REQUIRED TASK →
Reproduce, word for word, the lines below from the one containing "Drop a marker on every instance of the dry" up to and including the one containing "Target: hanging flower".

TASK DATA →
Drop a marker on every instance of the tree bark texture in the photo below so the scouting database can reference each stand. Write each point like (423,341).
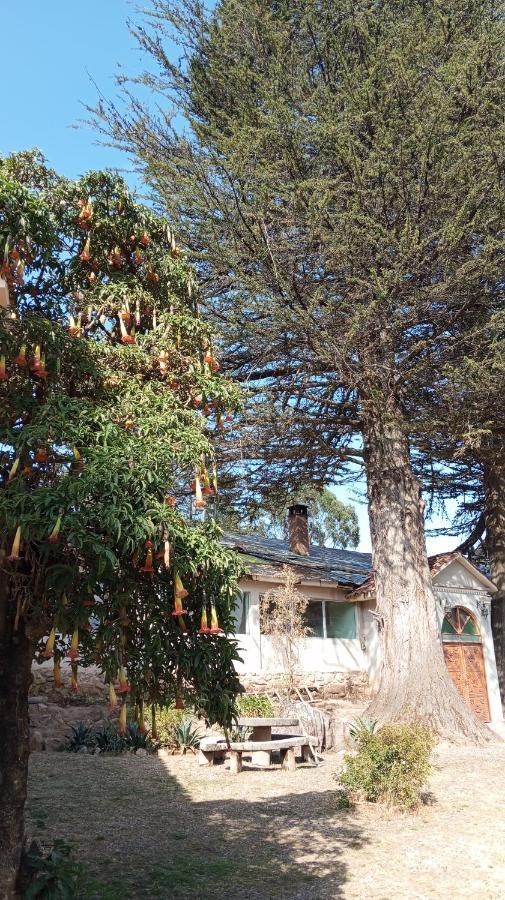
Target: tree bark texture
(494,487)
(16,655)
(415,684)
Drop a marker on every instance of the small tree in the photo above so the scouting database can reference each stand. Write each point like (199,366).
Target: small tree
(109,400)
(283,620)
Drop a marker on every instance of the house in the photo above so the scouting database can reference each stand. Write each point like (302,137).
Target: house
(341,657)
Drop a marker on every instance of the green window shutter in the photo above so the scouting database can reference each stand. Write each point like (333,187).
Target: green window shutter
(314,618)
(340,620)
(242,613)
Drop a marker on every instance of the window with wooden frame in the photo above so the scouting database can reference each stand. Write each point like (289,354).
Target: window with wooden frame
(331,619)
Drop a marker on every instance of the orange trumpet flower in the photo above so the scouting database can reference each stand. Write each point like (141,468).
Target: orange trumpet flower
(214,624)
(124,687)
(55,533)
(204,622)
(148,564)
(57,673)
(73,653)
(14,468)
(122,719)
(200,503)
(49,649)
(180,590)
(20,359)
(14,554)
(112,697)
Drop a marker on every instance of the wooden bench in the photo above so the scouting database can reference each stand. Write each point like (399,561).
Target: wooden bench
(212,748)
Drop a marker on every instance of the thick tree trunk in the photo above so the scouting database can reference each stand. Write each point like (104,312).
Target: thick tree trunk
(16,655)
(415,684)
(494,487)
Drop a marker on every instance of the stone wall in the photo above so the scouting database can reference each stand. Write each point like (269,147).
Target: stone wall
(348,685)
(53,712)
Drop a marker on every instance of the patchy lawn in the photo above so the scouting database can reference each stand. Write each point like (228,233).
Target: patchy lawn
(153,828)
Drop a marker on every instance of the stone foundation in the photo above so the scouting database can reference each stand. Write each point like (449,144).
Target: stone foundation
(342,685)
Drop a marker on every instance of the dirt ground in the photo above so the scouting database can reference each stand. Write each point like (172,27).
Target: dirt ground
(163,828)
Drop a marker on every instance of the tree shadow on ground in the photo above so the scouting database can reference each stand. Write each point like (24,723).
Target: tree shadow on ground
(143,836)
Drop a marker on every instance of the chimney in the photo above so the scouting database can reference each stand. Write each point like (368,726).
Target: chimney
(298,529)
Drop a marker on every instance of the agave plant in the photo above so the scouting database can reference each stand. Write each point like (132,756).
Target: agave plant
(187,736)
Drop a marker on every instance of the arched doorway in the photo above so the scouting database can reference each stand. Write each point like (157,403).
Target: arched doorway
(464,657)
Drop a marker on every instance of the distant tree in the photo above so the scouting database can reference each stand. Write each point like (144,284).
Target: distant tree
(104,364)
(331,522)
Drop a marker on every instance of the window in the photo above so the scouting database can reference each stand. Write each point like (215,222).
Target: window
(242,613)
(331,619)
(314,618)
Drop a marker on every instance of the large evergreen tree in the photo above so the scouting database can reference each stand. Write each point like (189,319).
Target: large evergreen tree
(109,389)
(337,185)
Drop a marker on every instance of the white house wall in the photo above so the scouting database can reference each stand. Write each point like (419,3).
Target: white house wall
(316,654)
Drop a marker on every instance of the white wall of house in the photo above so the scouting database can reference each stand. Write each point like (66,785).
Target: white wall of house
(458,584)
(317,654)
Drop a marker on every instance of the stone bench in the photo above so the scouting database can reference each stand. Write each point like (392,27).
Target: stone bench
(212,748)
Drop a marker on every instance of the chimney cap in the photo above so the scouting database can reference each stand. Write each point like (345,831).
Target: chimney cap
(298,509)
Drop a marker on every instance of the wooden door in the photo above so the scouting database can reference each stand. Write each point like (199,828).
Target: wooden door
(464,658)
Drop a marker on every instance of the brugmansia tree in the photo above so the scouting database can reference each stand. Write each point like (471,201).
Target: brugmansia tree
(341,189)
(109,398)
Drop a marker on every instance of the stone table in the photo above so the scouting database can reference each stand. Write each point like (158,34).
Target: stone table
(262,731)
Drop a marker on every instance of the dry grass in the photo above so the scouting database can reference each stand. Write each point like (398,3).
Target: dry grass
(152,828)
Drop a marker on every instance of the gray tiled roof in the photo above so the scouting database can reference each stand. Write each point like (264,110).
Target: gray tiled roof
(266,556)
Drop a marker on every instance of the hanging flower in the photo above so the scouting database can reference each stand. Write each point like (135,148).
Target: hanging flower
==
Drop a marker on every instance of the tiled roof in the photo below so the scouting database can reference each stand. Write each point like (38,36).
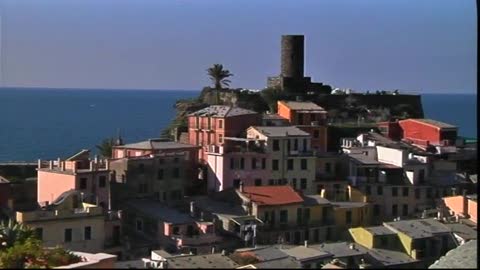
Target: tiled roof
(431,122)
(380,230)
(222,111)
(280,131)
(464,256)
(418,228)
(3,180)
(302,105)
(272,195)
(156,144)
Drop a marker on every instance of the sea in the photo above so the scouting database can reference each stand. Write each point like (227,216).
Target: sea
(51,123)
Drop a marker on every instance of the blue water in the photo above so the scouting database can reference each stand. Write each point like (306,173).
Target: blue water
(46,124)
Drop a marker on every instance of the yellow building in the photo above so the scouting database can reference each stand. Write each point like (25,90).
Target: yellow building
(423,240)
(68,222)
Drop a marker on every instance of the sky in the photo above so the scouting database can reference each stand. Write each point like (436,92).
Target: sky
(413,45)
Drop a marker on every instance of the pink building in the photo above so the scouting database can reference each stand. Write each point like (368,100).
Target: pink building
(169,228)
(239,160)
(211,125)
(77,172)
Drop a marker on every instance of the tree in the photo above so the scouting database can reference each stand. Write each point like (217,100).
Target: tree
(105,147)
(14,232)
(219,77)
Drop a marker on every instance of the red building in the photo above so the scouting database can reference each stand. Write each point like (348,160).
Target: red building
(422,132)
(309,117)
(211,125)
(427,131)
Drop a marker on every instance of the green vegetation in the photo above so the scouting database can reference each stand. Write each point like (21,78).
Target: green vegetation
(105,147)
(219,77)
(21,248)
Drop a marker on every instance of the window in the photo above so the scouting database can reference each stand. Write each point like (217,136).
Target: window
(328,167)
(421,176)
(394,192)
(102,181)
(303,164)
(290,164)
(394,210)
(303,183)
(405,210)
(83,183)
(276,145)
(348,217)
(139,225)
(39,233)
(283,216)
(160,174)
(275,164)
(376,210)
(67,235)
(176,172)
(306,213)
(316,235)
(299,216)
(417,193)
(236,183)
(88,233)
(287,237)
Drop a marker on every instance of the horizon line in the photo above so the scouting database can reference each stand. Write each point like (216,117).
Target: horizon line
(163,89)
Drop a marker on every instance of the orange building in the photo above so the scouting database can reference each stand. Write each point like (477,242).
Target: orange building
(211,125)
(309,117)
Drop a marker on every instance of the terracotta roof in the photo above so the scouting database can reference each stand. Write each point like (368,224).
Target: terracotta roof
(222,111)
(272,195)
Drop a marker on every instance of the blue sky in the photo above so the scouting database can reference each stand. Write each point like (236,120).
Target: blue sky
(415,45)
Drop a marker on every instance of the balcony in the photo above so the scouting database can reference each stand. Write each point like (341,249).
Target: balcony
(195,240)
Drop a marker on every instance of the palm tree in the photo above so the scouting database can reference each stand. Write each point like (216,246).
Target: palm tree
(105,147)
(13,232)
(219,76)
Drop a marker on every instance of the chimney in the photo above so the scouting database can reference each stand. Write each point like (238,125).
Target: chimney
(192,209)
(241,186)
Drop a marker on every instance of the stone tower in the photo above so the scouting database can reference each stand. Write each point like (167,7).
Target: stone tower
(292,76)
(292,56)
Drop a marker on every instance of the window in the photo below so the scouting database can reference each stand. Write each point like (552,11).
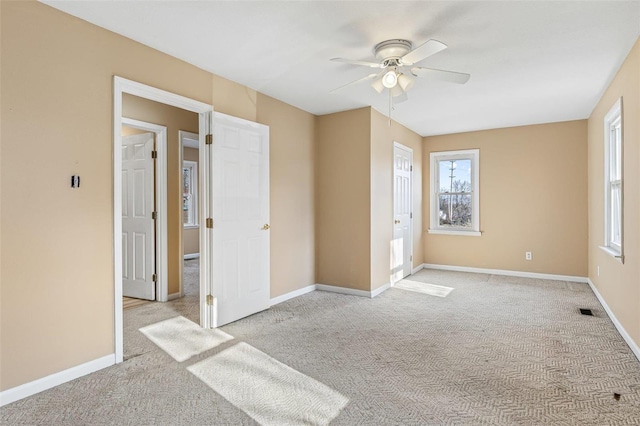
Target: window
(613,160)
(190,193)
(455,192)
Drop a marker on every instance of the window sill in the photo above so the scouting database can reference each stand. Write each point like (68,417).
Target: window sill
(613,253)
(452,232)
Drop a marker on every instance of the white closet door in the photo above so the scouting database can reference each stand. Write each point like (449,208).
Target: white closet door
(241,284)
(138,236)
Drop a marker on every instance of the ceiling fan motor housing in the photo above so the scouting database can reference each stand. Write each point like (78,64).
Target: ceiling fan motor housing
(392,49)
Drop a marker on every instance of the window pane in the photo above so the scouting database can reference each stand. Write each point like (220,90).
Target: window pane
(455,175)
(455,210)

SOLUTION FOR THIS PROBLEM →
Drop a marker on every instance of the dry grass in the photo above so the scouting database can reference each stand. Write each point like (398,3).
Target: dry grass
(152,828)
Drop a marker on every instance of the gray tiled roof in the photo above so the scouting database can reference each stand. Write each point like (264,110).
Target: gray tiled roof
(266,556)
Drop a marker on every instance of the hanging flower in the photo above so the scouting database can reference each stand. Write each point like (135,148).
Target: hanging flower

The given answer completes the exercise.